- [Problems]
1. From the C++ class template question, list every class or class template name it mentions in either the prose or the code.
2. Print the part of the C++ class template question that opens with the words containing "Is it possible" and closes with "possible and preferable?".

- [Document excerpt]
##############################

Class template, member function definition if object is of type X?

Question

Is it possible to create a class template with a member function definition only if the object created is of a specific type?

I've created a template class I will use for storing either int or doubles, but for doubles I would like to be able to set precision too (objects created with myclass < double> should have this functionality, but for myclass< int> there is no need for that to be present at all).

I know I can use a base class template, and create new classes "myInt", "myDouble" using that and implement the functionality only in the myDouble class, but I think it would be cleaner to define the functionality (both the function and a member variable) for doubles in the class template, if that's possible and preferable?

Let's add an example to show what I want to do:

#include <iostream>
#include <iomanip>

class commonBase{

public:
    void setState(int state);
    virtual void print() = 0;
private:
    int _my_state;
};


template <typename T>
class generalObject : public commonBase {
public:
    void value(T value);
    void print(){ std::cout << "My value: " << _my_value << std::endl; }
private:
    T _my_value;
};


template <typename T>
void generalObject<T>::value(T value){
    _my_value = value;
}

// Is there any way do specialize only only whats different from the generalObject template?

##############################

- [Extracted data]

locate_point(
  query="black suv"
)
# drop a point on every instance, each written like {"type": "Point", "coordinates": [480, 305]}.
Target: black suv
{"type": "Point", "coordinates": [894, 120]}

##############################

- [Written responses]
1. myclass, myInt, myDouble, commonBase, generalObject

2.
Is it possible to create a class template with a member function definition only if the object created is of a specific type?

I've created a template class I will use for storing either int or doubles, but for doubles I would like to be able to set precision too (objects created with myclass < double> should have this functionality, but for myclass< int> there is no need for that to be present at all).

I know I can use a base class template, and create new classes "myInt", "myDouble" using that and implement the functionality only in the myDouble class, but I think it would be cleaner to define the functionality (both the function and a member variable) for doubles in the class template, if that's possible and preferable?